Do this: Lay out the lines below, from the first one through the line containing "[571,302,737,395]" (that line included), as a JSON list of strings with one string per line and blank lines left out.
□ □ □ □
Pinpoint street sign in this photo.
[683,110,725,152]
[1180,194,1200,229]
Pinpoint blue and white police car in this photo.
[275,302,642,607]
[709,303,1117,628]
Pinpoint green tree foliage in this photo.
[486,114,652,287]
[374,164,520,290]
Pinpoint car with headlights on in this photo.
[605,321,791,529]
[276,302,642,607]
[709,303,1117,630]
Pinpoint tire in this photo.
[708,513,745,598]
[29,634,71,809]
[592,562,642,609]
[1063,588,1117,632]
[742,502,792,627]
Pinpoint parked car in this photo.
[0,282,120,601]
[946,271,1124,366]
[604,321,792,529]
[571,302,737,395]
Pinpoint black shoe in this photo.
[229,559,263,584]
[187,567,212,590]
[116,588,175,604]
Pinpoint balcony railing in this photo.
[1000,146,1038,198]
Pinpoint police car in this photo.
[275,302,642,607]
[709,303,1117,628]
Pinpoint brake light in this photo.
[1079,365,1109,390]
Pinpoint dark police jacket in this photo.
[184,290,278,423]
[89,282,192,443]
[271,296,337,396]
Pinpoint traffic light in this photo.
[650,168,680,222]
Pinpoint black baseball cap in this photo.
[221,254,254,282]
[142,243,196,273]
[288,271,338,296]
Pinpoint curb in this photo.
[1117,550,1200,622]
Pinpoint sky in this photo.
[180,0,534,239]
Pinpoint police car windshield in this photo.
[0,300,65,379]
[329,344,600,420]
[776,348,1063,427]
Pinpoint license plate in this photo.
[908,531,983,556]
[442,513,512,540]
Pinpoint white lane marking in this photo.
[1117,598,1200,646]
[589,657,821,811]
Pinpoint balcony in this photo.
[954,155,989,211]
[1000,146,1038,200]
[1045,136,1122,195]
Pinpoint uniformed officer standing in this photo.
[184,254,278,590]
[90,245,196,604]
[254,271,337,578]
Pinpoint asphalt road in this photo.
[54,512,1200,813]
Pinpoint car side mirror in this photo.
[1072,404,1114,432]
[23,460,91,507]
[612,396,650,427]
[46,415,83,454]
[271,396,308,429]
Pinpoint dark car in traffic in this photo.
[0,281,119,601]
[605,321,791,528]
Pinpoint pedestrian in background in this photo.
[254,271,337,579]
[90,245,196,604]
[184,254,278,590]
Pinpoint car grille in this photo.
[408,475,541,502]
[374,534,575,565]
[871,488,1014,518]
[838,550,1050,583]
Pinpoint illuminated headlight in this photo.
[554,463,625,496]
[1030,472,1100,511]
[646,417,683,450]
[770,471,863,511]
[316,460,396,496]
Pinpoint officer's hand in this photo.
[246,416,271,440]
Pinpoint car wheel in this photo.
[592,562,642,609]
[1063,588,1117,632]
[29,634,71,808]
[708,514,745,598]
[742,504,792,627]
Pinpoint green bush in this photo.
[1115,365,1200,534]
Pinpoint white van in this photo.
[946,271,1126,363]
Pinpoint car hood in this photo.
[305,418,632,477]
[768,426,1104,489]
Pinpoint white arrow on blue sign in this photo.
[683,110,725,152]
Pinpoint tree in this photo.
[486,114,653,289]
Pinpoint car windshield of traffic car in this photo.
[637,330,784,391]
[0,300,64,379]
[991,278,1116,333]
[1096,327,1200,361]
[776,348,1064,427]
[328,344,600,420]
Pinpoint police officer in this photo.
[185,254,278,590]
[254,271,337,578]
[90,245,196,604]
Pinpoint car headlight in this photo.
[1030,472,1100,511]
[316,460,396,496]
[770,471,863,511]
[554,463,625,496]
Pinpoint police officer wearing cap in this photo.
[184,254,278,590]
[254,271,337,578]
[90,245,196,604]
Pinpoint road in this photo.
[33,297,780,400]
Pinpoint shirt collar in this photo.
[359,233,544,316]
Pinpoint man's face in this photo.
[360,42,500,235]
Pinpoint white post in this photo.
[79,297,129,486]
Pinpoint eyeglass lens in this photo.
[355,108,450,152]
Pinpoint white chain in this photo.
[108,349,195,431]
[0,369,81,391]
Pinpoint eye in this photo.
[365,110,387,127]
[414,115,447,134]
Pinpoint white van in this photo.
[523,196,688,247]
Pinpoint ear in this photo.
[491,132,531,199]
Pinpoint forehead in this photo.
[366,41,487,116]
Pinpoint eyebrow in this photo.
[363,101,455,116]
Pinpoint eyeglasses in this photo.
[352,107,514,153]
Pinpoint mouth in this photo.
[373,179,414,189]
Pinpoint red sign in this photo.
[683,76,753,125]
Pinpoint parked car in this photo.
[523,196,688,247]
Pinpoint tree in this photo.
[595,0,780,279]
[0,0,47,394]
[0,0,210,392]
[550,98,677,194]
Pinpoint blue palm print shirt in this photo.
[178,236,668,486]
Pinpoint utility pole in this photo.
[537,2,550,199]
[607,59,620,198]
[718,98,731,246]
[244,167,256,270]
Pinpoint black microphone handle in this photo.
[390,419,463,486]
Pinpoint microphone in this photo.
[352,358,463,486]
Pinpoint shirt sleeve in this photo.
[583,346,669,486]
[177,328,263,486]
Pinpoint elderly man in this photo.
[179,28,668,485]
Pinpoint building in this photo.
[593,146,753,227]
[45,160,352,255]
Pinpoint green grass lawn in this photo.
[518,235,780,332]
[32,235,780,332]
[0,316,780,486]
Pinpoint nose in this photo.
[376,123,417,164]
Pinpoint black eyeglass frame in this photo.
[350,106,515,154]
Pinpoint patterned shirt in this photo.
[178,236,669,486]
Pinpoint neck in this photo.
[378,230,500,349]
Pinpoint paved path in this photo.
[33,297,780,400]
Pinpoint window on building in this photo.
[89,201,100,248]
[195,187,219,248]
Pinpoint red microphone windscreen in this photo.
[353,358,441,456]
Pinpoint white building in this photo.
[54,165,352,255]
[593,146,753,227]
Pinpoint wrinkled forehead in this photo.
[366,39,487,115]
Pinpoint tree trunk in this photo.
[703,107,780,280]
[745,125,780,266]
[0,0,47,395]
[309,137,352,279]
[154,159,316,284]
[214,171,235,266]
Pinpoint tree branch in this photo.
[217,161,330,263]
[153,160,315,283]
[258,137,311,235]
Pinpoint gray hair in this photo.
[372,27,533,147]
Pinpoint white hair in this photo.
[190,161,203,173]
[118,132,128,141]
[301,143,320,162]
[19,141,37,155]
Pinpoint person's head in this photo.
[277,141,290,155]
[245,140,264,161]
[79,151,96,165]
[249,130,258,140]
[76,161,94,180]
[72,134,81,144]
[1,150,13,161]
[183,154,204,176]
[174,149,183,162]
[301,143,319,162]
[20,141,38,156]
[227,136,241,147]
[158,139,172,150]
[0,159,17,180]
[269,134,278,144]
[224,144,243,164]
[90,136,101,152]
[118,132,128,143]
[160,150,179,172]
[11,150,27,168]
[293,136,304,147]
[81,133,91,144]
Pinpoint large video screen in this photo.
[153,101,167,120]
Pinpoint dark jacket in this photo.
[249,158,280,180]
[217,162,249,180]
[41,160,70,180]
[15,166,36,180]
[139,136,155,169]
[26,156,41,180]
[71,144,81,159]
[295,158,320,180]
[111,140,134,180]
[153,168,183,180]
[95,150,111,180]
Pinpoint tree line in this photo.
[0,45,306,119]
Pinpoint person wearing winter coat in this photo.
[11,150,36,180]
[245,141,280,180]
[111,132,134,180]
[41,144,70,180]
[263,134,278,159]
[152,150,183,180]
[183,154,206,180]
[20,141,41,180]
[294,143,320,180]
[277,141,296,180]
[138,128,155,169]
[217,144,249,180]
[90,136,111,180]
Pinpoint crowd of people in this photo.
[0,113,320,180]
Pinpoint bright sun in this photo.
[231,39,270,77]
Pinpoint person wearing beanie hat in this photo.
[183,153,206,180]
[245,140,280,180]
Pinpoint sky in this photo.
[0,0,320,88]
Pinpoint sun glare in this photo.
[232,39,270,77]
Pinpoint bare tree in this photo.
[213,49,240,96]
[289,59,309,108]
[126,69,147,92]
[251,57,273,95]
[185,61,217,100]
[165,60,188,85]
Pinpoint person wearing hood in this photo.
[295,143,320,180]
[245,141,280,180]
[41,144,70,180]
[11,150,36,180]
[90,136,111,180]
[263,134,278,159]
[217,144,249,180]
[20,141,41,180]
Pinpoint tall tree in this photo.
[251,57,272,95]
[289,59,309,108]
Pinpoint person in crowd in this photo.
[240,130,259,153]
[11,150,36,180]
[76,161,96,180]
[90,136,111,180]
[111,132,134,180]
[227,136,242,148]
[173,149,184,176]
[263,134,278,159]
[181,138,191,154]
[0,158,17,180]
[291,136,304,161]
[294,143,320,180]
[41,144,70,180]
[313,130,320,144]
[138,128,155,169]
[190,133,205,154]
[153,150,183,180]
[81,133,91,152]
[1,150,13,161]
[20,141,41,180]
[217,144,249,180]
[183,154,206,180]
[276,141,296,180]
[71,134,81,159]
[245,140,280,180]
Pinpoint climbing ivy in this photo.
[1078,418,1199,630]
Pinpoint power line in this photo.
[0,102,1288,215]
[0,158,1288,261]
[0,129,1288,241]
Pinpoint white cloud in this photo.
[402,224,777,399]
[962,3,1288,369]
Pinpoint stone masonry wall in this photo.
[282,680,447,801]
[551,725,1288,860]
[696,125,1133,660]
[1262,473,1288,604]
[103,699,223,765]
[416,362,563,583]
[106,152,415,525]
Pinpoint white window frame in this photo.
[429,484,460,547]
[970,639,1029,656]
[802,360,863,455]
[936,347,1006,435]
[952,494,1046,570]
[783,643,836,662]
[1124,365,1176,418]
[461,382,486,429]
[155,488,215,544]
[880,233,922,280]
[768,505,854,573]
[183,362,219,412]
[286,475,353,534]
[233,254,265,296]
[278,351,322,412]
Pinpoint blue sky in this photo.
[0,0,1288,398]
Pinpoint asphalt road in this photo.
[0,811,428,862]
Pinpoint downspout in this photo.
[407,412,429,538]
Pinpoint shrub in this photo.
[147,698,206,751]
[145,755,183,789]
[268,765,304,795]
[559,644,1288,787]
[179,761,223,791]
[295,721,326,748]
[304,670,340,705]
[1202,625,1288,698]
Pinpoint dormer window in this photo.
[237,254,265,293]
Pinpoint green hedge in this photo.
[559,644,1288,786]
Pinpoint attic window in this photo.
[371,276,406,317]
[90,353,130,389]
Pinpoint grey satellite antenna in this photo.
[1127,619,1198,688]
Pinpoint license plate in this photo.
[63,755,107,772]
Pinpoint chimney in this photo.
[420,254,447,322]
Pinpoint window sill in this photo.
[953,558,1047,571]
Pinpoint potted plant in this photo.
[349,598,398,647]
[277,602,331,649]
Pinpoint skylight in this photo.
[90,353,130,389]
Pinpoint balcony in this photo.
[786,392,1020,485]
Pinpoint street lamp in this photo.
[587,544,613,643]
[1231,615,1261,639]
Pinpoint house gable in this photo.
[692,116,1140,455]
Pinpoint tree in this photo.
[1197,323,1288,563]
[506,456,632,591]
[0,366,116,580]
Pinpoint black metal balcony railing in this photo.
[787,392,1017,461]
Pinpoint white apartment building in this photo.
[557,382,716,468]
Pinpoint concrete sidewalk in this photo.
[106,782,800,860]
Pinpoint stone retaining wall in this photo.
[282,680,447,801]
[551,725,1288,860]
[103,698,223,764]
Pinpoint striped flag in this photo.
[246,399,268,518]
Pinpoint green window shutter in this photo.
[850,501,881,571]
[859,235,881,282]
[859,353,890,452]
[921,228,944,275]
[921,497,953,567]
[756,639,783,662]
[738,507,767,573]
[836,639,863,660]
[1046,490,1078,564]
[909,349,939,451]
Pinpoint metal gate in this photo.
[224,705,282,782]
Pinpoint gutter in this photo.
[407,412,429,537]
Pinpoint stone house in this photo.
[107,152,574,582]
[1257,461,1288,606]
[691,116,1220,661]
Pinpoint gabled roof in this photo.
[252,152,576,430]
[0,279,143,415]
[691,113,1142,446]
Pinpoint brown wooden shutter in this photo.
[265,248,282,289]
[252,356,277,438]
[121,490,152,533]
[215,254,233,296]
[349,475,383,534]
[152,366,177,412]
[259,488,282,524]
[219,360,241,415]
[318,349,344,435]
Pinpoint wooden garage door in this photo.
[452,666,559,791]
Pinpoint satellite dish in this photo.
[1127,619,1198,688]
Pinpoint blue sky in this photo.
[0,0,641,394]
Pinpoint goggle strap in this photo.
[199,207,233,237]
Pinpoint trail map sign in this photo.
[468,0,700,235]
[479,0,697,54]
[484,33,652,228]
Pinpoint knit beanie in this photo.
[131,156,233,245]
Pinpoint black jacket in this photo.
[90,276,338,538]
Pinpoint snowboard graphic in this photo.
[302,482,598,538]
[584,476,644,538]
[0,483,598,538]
□ □ □ □
Solution to this task:
[
  "Pinpoint street sign in this photo.",
  "[683,110,725,152]",
  "[1180,194,1200,229]",
  "Pinpoint blue and white police car in this photo.",
  "[275,302,642,607]",
  "[709,303,1117,628]",
  "Pinpoint green tree foliage in this photo.",
  "[486,114,652,287]",
  "[374,164,520,290]",
  "Pinpoint car with headlights on in this photo.",
  "[605,321,791,529]",
  "[276,302,642,607]",
  "[709,303,1117,630]",
  "Pinpoint tire in this photo.",
  "[708,513,745,598]",
  "[29,634,71,809]",
  "[592,562,642,609]",
  "[1063,588,1117,632]",
  "[742,502,792,627]",
  "Pinpoint parked car in this photo.",
  "[0,282,120,601]",
  "[946,271,1124,366]",
  "[604,321,792,529]",
  "[571,302,737,395]"
]